## EXERCISE GOAL
Output exactly the lines between the line that contains "[spot] the snow-covered" and the last line of the material, counting both.

--- START ---

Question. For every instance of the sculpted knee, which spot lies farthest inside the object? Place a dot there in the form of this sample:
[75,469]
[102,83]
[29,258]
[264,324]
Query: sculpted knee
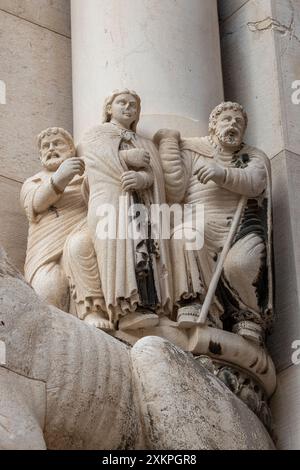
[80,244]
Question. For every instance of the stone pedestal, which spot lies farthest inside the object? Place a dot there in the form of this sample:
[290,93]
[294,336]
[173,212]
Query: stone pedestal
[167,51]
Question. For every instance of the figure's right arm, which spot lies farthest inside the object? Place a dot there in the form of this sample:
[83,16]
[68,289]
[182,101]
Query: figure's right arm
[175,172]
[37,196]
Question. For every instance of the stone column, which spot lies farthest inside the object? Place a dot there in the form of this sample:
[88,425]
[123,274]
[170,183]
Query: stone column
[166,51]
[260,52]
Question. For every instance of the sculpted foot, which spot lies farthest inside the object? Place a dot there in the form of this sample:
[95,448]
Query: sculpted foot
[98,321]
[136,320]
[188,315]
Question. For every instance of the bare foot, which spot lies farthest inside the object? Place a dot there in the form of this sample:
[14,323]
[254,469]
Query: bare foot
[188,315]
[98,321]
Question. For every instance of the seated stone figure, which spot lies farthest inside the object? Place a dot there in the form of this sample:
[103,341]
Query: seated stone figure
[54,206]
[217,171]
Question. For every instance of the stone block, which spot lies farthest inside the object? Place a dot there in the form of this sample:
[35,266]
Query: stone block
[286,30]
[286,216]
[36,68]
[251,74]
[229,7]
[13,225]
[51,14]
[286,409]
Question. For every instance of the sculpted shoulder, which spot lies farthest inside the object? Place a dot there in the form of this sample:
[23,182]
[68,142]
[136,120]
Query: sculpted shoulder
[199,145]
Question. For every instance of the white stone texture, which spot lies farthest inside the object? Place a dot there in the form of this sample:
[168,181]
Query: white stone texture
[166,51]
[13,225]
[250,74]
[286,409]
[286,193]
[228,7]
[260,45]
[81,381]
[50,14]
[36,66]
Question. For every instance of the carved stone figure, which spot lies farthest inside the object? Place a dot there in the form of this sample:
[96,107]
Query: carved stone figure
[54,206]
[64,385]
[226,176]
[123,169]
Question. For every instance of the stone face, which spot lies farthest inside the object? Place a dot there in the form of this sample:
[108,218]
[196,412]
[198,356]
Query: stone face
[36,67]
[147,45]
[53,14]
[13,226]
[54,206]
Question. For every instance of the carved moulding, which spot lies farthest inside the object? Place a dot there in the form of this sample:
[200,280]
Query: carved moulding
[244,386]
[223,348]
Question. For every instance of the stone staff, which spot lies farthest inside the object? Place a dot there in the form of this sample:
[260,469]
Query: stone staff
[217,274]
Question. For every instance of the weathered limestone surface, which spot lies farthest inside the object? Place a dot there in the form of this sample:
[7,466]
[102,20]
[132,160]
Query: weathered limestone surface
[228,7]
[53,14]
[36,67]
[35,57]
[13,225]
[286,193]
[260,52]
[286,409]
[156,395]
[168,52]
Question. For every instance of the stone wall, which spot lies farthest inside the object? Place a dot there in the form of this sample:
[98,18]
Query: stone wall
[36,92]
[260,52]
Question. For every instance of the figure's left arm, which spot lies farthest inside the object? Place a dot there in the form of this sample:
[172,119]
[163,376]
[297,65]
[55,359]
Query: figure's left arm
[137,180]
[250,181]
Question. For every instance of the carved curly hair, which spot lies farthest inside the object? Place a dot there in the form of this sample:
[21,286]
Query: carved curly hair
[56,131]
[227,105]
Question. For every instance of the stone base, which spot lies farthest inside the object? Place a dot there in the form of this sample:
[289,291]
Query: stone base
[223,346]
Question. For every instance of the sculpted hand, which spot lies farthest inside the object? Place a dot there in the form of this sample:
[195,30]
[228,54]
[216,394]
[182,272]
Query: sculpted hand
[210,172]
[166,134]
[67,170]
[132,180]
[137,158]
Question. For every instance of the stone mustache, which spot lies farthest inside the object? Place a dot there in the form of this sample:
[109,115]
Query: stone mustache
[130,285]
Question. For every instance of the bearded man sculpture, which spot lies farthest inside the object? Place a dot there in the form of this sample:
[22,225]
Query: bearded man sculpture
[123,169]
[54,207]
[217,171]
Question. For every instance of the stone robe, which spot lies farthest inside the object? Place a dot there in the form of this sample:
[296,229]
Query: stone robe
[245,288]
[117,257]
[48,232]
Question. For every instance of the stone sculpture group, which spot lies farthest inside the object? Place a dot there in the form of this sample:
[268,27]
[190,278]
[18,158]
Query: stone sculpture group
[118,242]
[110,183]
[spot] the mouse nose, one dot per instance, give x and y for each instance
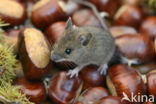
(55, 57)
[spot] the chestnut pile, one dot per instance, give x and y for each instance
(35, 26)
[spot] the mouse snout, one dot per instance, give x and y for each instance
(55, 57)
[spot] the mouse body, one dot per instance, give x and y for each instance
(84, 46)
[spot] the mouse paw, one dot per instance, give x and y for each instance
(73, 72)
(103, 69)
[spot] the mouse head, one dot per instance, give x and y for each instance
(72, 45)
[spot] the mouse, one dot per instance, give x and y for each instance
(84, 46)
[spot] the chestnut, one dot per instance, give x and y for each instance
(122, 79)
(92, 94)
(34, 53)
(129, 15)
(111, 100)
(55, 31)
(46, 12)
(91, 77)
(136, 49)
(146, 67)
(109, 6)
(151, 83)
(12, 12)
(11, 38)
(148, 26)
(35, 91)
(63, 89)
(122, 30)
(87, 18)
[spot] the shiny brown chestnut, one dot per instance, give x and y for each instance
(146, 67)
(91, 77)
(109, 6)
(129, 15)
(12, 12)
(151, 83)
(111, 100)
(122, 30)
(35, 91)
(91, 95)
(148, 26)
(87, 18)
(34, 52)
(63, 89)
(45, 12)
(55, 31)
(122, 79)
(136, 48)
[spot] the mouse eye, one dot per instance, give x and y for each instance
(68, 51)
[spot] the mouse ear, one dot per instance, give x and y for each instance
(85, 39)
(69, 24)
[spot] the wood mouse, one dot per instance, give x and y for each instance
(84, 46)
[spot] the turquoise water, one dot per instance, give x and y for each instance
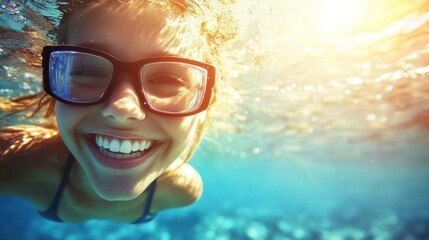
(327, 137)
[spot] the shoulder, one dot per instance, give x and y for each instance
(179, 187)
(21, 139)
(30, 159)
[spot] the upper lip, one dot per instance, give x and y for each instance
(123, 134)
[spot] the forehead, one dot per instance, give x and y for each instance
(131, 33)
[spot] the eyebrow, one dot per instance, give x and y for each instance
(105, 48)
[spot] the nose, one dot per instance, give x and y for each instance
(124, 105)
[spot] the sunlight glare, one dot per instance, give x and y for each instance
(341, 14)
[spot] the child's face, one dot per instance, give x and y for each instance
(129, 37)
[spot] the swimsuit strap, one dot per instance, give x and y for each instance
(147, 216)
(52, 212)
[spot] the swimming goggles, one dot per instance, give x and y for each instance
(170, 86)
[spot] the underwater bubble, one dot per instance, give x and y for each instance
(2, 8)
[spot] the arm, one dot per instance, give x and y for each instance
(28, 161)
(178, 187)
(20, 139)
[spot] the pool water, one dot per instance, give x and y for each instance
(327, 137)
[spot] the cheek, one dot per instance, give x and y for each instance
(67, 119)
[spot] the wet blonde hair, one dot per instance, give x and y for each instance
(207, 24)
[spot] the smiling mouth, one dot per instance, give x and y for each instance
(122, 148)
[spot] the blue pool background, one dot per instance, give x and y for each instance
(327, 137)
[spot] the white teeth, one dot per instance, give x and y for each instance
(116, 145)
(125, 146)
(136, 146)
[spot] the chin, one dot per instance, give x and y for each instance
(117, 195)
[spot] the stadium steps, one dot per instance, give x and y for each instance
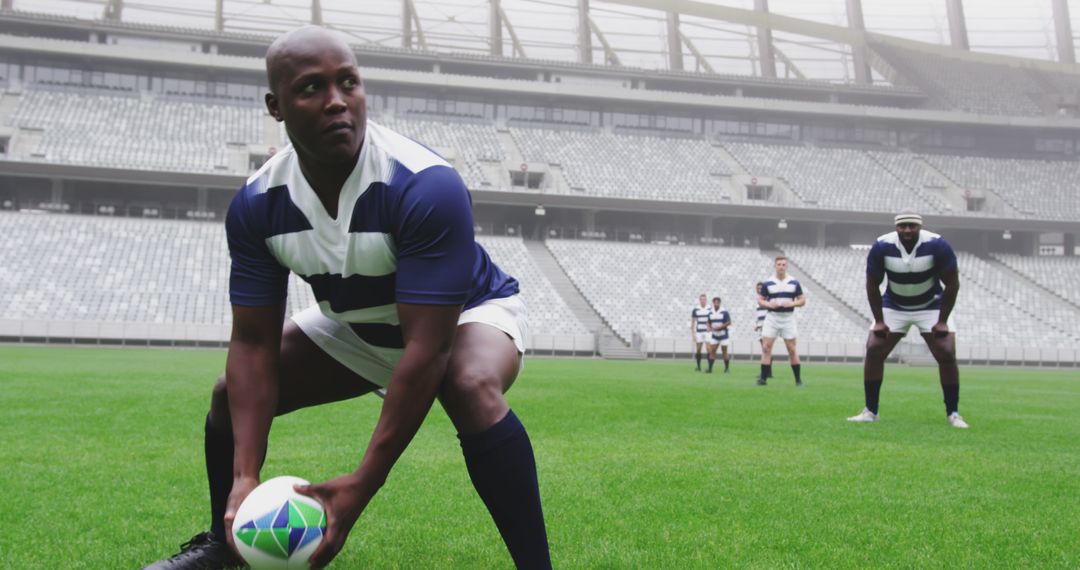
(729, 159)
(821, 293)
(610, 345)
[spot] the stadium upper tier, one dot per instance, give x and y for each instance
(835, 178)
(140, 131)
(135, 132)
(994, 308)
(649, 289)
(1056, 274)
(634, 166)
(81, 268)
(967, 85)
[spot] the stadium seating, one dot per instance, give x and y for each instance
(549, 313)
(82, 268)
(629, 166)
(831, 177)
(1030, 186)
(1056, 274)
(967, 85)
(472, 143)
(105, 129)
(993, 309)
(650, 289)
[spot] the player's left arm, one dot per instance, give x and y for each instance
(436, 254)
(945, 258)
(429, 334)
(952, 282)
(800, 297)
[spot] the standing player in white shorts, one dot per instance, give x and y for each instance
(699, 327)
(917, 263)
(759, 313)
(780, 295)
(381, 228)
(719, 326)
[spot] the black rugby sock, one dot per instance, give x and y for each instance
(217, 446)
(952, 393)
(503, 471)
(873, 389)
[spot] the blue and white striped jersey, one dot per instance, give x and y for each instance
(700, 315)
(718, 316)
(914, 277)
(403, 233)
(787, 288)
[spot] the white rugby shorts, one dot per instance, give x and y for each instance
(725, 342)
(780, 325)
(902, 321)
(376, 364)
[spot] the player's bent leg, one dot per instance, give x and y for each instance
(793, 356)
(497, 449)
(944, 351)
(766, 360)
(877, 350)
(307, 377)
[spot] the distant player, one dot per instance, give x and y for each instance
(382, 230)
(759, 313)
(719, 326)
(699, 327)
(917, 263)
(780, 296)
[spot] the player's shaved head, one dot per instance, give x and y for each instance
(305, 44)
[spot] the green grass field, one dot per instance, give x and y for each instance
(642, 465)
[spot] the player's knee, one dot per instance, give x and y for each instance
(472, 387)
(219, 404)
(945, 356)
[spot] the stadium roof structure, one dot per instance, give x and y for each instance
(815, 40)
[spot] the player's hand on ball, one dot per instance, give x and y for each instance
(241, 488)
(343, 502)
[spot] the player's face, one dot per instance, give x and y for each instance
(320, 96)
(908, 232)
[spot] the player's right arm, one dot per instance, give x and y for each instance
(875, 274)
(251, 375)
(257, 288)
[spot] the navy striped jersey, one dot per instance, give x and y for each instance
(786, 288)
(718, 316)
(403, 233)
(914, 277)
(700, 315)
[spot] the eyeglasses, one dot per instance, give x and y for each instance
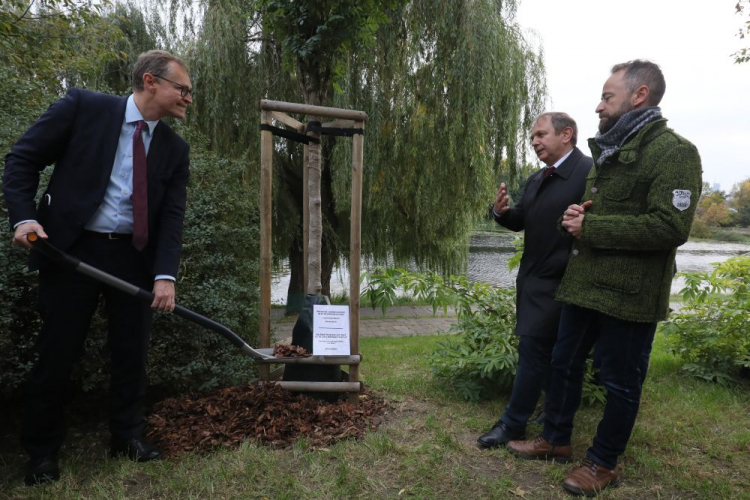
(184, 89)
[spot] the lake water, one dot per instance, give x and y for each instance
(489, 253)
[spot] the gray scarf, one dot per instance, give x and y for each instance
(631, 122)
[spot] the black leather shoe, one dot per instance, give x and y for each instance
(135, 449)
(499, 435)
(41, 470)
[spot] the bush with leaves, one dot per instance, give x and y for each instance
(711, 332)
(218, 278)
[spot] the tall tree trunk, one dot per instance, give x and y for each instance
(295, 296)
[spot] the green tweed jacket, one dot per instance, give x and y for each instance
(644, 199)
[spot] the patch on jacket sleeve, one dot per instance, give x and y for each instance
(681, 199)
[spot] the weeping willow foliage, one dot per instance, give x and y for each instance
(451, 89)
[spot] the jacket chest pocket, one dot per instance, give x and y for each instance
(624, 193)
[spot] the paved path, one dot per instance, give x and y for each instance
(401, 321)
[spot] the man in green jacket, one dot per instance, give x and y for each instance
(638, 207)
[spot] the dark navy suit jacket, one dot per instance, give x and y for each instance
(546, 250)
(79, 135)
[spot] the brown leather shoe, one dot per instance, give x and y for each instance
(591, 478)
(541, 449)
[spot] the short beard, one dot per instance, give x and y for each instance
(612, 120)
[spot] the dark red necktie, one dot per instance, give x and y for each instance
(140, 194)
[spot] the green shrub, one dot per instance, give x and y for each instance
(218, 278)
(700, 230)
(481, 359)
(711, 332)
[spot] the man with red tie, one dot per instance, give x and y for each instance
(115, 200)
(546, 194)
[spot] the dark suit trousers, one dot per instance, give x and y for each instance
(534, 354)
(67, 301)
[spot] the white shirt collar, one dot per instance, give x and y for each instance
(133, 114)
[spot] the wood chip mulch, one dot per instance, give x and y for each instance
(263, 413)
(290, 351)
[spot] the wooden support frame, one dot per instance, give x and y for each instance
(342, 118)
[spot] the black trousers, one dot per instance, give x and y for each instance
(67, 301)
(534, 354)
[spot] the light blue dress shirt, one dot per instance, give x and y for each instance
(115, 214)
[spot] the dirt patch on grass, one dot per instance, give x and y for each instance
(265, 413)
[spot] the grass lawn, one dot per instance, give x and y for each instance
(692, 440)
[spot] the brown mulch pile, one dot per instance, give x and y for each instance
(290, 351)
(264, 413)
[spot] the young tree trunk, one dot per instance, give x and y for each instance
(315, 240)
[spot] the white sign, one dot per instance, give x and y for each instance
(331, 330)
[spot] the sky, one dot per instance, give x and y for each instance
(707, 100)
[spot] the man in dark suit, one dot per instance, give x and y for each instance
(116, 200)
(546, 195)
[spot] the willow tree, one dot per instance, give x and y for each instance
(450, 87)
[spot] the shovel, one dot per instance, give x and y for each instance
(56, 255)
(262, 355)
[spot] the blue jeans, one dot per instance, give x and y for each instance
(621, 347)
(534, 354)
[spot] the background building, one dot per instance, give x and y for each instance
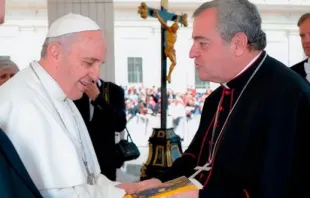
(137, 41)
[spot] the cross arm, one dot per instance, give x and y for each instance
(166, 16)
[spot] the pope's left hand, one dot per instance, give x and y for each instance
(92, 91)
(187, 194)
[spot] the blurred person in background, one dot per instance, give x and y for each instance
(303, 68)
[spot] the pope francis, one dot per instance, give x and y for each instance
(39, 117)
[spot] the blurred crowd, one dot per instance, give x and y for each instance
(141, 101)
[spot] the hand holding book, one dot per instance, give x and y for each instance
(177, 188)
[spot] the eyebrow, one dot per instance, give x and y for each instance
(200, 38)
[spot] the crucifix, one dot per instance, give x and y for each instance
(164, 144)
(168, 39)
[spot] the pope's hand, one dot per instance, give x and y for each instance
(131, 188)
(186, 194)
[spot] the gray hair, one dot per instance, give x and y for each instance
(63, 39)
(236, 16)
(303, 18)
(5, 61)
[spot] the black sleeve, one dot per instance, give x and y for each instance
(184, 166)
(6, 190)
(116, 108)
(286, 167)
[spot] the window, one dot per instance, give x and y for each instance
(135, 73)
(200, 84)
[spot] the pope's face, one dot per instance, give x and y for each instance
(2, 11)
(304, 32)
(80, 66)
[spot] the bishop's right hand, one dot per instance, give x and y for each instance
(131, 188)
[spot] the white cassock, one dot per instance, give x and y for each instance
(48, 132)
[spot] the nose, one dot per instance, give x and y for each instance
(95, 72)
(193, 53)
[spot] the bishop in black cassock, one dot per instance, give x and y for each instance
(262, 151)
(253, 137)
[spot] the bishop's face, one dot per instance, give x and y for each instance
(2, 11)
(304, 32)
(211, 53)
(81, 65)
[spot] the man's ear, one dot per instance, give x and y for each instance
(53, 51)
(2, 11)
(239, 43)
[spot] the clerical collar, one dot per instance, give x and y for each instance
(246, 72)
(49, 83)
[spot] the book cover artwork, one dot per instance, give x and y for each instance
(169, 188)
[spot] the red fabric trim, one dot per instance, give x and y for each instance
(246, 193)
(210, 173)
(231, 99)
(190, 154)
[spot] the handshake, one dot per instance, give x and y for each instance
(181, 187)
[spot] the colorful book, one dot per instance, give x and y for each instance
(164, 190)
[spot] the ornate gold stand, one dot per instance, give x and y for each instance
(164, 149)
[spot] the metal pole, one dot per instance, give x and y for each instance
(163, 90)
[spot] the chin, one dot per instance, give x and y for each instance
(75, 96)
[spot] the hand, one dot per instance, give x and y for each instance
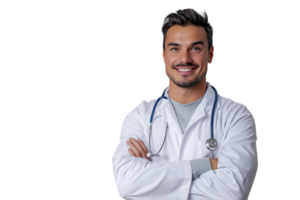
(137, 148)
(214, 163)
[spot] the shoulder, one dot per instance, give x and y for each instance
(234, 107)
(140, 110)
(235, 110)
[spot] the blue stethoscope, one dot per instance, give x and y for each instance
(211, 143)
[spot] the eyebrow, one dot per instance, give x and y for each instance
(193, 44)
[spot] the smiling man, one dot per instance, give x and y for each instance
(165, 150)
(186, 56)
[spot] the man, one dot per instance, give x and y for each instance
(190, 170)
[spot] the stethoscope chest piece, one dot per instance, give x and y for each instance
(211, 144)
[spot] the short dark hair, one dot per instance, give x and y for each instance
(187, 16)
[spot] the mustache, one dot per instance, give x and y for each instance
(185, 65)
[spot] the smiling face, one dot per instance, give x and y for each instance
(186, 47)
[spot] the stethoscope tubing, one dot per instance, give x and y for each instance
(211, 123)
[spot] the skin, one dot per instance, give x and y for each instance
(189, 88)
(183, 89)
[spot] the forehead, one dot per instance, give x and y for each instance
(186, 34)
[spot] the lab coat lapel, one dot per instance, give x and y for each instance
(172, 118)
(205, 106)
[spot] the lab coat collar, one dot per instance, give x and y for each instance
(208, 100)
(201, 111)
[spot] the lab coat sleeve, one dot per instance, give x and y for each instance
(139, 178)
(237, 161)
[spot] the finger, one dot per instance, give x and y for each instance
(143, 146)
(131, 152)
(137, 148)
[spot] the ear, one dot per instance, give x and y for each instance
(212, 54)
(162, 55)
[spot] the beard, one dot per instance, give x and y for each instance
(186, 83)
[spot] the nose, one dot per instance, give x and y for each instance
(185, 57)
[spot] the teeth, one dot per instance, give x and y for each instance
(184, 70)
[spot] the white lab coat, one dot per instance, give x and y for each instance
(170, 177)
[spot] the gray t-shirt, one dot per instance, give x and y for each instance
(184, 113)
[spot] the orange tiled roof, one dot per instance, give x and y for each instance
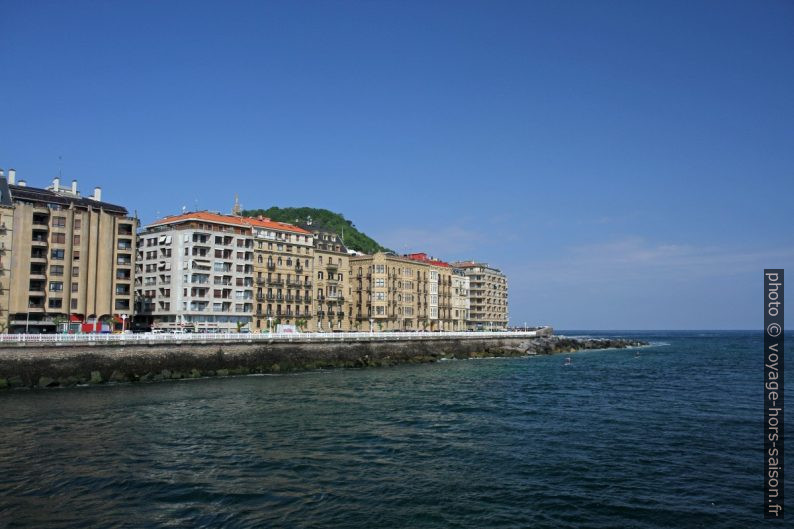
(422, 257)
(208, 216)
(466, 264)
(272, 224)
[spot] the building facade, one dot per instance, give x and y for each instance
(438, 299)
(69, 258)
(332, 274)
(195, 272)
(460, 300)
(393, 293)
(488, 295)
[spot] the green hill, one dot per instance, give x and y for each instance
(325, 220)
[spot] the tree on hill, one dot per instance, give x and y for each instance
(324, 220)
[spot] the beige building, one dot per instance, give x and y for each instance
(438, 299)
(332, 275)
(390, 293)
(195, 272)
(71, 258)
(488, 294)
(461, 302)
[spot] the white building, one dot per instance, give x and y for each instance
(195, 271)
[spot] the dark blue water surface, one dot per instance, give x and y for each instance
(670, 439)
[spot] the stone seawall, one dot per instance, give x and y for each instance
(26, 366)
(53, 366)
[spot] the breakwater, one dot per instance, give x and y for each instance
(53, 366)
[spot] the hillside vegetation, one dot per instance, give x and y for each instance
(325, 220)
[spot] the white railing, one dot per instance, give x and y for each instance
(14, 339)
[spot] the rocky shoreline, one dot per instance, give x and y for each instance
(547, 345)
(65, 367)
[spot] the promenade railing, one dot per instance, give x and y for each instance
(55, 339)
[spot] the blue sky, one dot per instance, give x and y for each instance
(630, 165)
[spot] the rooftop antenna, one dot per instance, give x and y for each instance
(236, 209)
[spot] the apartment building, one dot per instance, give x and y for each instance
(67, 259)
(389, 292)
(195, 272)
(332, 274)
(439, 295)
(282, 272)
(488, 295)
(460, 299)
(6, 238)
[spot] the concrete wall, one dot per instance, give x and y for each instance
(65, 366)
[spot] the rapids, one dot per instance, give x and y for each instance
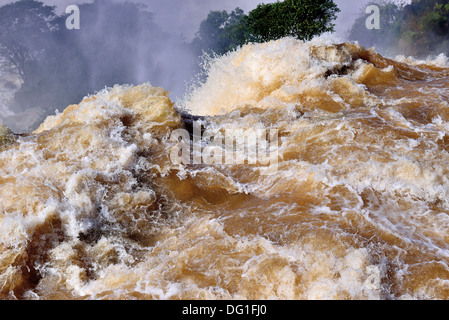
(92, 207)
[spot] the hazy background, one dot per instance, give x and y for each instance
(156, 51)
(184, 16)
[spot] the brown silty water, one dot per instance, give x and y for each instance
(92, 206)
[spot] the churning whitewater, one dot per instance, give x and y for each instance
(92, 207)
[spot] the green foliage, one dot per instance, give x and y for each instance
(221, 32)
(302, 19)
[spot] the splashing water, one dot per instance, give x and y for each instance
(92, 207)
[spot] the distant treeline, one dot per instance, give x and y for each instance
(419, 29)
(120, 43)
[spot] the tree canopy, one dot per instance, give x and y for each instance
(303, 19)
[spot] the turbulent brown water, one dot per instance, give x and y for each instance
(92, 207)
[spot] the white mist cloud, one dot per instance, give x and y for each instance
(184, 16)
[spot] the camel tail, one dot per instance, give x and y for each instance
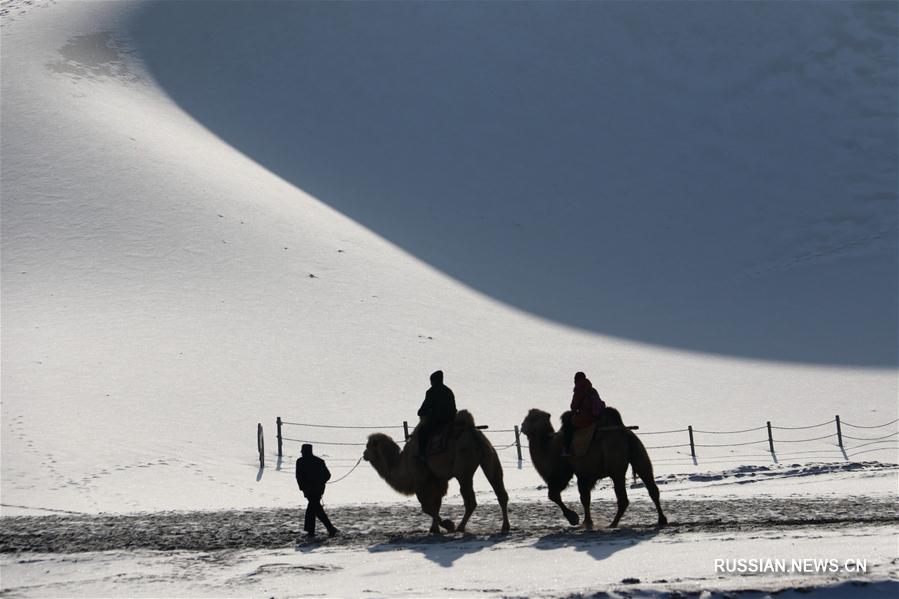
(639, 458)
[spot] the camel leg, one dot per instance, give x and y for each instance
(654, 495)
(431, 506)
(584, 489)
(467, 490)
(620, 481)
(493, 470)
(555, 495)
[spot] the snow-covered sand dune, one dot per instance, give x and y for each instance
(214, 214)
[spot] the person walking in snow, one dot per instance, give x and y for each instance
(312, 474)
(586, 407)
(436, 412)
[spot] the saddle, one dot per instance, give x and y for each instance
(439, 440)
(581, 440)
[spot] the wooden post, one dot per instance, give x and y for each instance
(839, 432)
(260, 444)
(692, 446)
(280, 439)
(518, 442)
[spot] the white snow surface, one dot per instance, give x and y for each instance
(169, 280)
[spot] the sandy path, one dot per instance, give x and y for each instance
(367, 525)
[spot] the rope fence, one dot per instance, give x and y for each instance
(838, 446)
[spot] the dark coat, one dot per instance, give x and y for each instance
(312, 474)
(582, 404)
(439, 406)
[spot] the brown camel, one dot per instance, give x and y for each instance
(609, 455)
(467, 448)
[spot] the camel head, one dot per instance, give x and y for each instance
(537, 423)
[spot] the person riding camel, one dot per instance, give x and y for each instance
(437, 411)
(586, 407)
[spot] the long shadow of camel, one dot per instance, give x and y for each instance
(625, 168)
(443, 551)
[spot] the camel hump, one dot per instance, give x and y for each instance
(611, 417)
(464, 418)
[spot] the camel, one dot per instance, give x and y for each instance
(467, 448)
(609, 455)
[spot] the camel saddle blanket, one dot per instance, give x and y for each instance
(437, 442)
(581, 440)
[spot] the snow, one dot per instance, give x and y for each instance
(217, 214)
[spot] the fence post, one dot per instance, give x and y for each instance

--- END ---

## WRITTEN SOLUTION
[spot] the snow-covered sand dune, one dot per instance, give x and y for each instance
(214, 214)
[spot] the person walking in snow, one dot per instance, give x and y for each instance
(312, 474)
(586, 407)
(436, 412)
[spot] the saddle, one dot per instance, give x and y for each instance
(439, 440)
(581, 440)
[spot] the wooden post, one dot per instance, give x and y for each instance
(839, 432)
(260, 444)
(692, 446)
(280, 439)
(518, 442)
[spot] the white snow surface, one dot per instance, give x and y for each instance
(169, 280)
[spot] the sandy path, one dot per instance, give x and y for each instance
(367, 525)
[spot] the rope fence, one dot per instance, give x and y for each instance
(838, 446)
[spot] the dark coat, one dot per instance, give x and y for each instance
(312, 474)
(582, 404)
(439, 406)
[spot] the brown camel, one dot per instance, give x and y for each instance
(609, 455)
(467, 448)
[spot] the camel head, one dot per instance, give x and y for each instance
(537, 423)
[spot] the person riding camel, one dot per instance, give x and y for each instance
(437, 411)
(586, 407)
[spot] the long shadow of camel, one dot per instance, give x and y for each instance
(625, 168)
(443, 551)
[spot] the camel hump, one dot per instance, give x and y for each instance
(611, 417)
(464, 418)
[spot] the camel, one dot per instance, give x and y for each instance
(467, 448)
(609, 455)
[spot] the camel saddle blanket, one dot per instance, give x and y for each instance
(437, 442)
(581, 440)
[spot] the snow, one dot per instance, give x and y for each instance
(217, 214)
[spot] the fence post, one dot per instance, give x and y for each instance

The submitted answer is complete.